From the other side of Tokyo Bay, Perry continued to offer encouragement and support, but we met infrequently. The few friends I had within the Tokyo Gay Support Group gave me a sense of affinity, community, and companionship; but most did not understand, let alone support, my goal of changing my orientation. Closer to home, Rosie—my trusted confidant—knew how perplexed I often was. More than once, she comforted me when I broke down while in conversation with her. She, however, would leave Japan in June; and I knew that would create a great void in my life. Mission work at the language school, which had always been deeply meaningful, no longer felt like the best place for me to be. I could not tolerate the idea of starting over again with a new group of teachers who would know nothing of my journey. A sense of isolation and desperation started to close in around me. 

Robert and I had been communicating since I returned to Japan, so I knew I had a standing invitation to move to Ottawa and be with him. While very appealing, the idea remained a fleeting fantasy because I could never picture what a relationship might look like for us—for me more precisely. Because I couldn’t reconcile the “desires of my heart” and what I believed about homosexuality, I saw us living only in a platonic relationship. That was not what he had in mind. As time passed, all I could do was encourage him to “let me go.”

Boundary annotation listing →
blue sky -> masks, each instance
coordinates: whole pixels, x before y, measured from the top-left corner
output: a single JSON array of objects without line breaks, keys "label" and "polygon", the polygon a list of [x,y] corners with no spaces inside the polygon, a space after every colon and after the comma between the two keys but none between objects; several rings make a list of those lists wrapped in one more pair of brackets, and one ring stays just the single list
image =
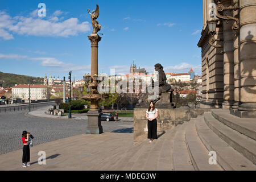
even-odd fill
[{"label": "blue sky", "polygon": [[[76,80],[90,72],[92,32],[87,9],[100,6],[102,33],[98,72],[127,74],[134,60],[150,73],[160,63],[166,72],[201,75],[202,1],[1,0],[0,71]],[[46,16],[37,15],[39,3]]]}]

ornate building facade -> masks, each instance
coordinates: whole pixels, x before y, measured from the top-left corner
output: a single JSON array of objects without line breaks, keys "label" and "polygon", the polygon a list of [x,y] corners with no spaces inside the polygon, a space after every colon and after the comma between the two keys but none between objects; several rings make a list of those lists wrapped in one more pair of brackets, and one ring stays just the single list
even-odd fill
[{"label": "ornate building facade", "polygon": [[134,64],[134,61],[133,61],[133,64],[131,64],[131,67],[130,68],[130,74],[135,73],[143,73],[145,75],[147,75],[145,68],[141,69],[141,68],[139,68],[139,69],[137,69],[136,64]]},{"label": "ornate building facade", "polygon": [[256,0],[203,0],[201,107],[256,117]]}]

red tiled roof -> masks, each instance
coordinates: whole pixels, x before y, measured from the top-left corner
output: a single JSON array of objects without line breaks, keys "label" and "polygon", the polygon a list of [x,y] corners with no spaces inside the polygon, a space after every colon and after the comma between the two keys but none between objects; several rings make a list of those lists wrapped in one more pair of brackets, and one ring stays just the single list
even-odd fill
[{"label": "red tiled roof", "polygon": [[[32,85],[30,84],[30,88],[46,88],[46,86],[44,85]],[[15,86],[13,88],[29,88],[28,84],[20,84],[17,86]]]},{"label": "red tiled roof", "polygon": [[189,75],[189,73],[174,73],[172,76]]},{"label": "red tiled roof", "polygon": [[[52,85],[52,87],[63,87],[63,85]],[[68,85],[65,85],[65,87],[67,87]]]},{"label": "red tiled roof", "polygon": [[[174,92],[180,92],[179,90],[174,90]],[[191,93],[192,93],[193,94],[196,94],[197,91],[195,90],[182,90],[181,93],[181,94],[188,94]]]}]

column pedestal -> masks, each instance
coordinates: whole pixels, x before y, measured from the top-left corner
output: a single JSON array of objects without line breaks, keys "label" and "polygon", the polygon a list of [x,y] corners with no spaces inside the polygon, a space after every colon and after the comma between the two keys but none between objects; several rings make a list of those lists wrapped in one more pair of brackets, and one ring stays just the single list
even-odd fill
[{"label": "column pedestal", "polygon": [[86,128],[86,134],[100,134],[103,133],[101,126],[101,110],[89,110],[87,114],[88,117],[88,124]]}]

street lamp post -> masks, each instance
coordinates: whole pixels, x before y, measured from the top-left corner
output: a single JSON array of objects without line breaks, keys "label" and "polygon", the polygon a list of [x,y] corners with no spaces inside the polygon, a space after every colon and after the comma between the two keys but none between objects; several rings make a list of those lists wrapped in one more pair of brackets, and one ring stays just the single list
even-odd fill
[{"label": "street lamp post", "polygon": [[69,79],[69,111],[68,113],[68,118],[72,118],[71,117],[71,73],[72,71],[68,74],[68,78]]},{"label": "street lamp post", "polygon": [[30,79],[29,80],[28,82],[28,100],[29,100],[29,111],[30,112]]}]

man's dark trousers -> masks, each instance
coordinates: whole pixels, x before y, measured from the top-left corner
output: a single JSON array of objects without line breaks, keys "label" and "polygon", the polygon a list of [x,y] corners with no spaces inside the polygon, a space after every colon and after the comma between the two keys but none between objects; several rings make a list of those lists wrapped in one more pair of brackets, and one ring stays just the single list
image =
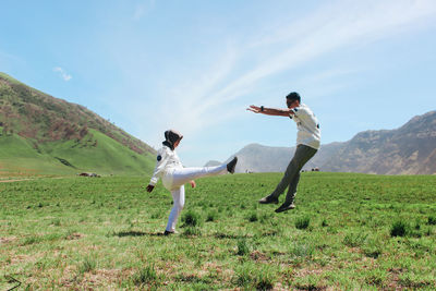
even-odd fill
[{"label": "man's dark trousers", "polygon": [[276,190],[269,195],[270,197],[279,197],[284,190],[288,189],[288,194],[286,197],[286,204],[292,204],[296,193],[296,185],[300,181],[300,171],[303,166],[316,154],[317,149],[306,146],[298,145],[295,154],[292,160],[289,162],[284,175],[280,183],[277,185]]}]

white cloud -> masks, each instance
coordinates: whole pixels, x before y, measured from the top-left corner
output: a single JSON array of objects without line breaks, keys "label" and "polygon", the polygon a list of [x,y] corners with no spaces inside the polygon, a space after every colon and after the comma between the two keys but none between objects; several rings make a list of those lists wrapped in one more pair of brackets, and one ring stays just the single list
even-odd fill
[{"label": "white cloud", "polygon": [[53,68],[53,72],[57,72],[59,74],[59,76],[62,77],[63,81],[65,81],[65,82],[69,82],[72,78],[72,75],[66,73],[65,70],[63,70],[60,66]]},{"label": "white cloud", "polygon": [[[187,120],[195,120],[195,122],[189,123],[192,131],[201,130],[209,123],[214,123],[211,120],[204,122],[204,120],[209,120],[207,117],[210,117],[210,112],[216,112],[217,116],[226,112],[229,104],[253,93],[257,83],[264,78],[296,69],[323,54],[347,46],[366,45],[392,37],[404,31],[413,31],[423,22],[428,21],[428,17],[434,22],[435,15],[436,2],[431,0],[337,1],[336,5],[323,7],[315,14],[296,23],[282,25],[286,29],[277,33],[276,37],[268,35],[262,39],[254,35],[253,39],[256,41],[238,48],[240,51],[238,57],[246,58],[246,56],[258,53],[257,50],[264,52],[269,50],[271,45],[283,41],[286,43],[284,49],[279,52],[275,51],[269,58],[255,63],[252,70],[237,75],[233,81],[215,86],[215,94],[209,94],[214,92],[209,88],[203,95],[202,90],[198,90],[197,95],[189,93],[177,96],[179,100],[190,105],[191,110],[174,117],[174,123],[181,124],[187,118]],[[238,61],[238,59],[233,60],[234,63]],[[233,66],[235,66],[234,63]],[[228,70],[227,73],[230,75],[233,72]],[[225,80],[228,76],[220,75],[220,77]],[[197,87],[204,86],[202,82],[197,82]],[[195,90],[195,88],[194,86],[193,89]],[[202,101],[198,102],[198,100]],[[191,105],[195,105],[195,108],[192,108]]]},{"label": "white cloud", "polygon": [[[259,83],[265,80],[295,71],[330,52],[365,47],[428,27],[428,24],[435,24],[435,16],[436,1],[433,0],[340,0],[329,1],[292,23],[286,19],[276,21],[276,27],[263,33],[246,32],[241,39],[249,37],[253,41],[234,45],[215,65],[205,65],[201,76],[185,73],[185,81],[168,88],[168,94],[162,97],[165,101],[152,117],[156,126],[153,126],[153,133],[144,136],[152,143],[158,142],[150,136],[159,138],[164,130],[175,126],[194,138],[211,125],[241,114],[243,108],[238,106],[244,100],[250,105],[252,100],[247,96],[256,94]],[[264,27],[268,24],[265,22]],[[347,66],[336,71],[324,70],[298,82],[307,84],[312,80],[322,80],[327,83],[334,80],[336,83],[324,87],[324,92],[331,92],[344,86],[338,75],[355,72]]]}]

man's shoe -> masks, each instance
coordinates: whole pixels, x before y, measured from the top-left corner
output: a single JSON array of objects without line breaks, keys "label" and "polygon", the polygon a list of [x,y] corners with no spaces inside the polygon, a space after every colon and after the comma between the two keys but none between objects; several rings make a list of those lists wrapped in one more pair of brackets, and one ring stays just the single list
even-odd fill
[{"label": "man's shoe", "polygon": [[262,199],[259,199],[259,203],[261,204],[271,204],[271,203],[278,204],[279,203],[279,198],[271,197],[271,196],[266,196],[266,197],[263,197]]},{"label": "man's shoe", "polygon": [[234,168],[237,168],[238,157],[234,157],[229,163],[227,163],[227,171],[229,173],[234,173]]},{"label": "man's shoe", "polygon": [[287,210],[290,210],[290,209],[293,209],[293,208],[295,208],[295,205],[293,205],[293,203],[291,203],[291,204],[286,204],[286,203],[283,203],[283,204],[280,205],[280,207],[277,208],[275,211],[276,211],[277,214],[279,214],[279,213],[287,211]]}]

Tasks →
A: Write out the Tokyo passage above word for word, beginning at the words "From the other" and stopping after "in around me.".
B: According to the Tokyo passage, why could the writer picture a life with Robert only as a platonic relationship?

Results of the exercise →
A:
From the other side of Tokyo Bay, Perry continued to offer encouragement and support, but we met infrequently. The few friends I had within the Tokyo Gay Support Group gave me a sense of affinity, community, and companionship; but most did not understand, let alone support, my goal of changing my orientation. Closer to home, Rosie—my trusted confidant—knew how perplexed I often was. More than once, she comforted me when I broke down while in conversation with her. She, however, would leave Japan in June; and I knew that would create a great void in my life. Mission work at the language school, which had always been deeply meaningful, no longer felt like the best place for me to be. I could not tolerate the idea of starting over again with a new group of teachers who would know nothing of my journey. A sense of isolation and desperation started to close in around me.

B: The writer couldn't reconcile the "desires of my heart" with what they believed about homosexuality.